### Assignment:
Scan the listing below for "second", then report every line that has it.

### Dataset records:
----------

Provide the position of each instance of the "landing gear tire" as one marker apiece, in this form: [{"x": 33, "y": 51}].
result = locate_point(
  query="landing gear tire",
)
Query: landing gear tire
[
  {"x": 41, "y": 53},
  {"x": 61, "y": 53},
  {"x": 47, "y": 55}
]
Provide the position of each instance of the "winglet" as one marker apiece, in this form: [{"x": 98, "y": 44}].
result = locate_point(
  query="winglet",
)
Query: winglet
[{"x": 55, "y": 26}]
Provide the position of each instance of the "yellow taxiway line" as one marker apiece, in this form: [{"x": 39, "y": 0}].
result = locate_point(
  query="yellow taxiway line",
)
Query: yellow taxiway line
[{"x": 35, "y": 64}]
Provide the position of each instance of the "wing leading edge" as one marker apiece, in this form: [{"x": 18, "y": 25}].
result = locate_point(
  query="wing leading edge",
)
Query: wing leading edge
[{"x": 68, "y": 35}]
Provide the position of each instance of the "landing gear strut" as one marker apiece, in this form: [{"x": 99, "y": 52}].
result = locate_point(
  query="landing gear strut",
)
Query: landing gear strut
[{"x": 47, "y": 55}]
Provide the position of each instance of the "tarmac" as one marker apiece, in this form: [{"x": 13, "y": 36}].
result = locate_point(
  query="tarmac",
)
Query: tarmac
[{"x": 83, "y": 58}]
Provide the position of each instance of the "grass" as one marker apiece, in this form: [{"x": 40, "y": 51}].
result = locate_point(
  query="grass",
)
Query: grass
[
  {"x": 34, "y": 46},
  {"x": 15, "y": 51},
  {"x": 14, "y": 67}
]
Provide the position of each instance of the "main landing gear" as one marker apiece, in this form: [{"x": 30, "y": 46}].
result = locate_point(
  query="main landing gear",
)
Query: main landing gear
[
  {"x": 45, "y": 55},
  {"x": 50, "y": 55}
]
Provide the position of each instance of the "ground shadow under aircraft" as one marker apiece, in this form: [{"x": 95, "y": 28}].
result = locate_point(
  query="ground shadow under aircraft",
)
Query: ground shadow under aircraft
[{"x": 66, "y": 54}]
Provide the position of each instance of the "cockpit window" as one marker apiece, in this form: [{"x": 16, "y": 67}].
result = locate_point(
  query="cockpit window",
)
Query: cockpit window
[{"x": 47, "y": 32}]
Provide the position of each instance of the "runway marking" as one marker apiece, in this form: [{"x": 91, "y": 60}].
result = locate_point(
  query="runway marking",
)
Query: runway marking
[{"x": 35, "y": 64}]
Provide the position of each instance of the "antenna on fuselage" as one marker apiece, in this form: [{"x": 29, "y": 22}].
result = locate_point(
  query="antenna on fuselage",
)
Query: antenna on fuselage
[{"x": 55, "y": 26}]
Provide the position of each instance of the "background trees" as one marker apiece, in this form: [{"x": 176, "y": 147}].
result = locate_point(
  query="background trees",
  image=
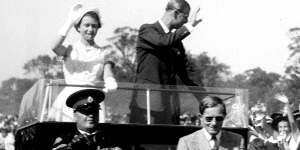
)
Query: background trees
[{"x": 262, "y": 85}]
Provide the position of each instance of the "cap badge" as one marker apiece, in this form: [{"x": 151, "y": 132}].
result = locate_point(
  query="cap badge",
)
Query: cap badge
[{"x": 90, "y": 99}]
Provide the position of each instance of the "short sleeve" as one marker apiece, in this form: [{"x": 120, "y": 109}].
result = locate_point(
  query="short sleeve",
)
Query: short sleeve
[{"x": 109, "y": 57}]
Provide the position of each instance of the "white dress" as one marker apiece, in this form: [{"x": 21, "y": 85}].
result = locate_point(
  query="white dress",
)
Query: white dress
[{"x": 83, "y": 65}]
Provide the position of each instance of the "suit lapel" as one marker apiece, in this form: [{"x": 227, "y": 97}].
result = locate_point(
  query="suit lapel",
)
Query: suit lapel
[
  {"x": 159, "y": 27},
  {"x": 200, "y": 142}
]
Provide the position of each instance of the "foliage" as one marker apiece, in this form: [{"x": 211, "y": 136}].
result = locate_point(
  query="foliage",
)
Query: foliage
[
  {"x": 123, "y": 50},
  {"x": 43, "y": 67},
  {"x": 12, "y": 91},
  {"x": 207, "y": 70}
]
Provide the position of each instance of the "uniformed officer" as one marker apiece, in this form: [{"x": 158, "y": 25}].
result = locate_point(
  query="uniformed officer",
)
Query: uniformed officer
[{"x": 85, "y": 104}]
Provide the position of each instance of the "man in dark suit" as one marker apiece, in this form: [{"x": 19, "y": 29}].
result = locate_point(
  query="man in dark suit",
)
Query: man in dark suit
[
  {"x": 85, "y": 104},
  {"x": 160, "y": 58},
  {"x": 211, "y": 136}
]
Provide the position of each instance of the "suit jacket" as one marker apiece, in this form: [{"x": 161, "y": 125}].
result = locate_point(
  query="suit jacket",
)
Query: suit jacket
[
  {"x": 160, "y": 57},
  {"x": 198, "y": 141}
]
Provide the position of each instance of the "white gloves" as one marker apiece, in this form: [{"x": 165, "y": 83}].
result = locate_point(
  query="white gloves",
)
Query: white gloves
[
  {"x": 74, "y": 15},
  {"x": 282, "y": 98},
  {"x": 110, "y": 84}
]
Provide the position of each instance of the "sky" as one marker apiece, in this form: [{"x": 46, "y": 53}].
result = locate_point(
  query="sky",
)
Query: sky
[{"x": 244, "y": 34}]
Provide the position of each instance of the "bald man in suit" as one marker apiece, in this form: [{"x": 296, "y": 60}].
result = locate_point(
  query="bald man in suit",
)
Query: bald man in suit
[{"x": 211, "y": 136}]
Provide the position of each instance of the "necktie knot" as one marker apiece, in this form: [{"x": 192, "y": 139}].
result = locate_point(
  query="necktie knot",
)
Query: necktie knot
[{"x": 214, "y": 142}]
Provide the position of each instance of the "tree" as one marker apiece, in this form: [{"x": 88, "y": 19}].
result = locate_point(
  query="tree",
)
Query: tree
[
  {"x": 44, "y": 67},
  {"x": 262, "y": 86},
  {"x": 206, "y": 69},
  {"x": 12, "y": 91},
  {"x": 123, "y": 50}
]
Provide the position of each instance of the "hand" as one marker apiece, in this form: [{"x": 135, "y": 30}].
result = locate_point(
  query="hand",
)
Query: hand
[
  {"x": 110, "y": 84},
  {"x": 75, "y": 13},
  {"x": 194, "y": 18},
  {"x": 61, "y": 147},
  {"x": 282, "y": 98},
  {"x": 73, "y": 16}
]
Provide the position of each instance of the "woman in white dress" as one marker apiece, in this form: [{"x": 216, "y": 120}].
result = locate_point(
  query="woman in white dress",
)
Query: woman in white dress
[{"x": 85, "y": 63}]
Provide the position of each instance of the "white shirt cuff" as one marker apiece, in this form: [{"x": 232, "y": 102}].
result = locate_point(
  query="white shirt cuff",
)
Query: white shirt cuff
[{"x": 189, "y": 26}]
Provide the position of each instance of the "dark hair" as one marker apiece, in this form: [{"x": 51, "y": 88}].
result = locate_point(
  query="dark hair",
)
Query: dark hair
[
  {"x": 180, "y": 5},
  {"x": 281, "y": 119},
  {"x": 211, "y": 101},
  {"x": 91, "y": 14}
]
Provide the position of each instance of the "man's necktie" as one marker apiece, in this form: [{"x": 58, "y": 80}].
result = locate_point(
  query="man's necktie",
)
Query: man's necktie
[{"x": 214, "y": 143}]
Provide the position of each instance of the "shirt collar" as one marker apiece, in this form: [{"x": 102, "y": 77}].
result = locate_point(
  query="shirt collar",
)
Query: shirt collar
[
  {"x": 208, "y": 136},
  {"x": 163, "y": 25},
  {"x": 84, "y": 132}
]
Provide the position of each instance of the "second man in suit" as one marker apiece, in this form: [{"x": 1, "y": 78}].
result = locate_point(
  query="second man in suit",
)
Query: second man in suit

----------

### Exercise output:
Provide the position of each instance of the "second man in suit" as one marker apiece, in this form: [{"x": 1, "y": 78}].
  query="second man in suit",
Query: second man in suit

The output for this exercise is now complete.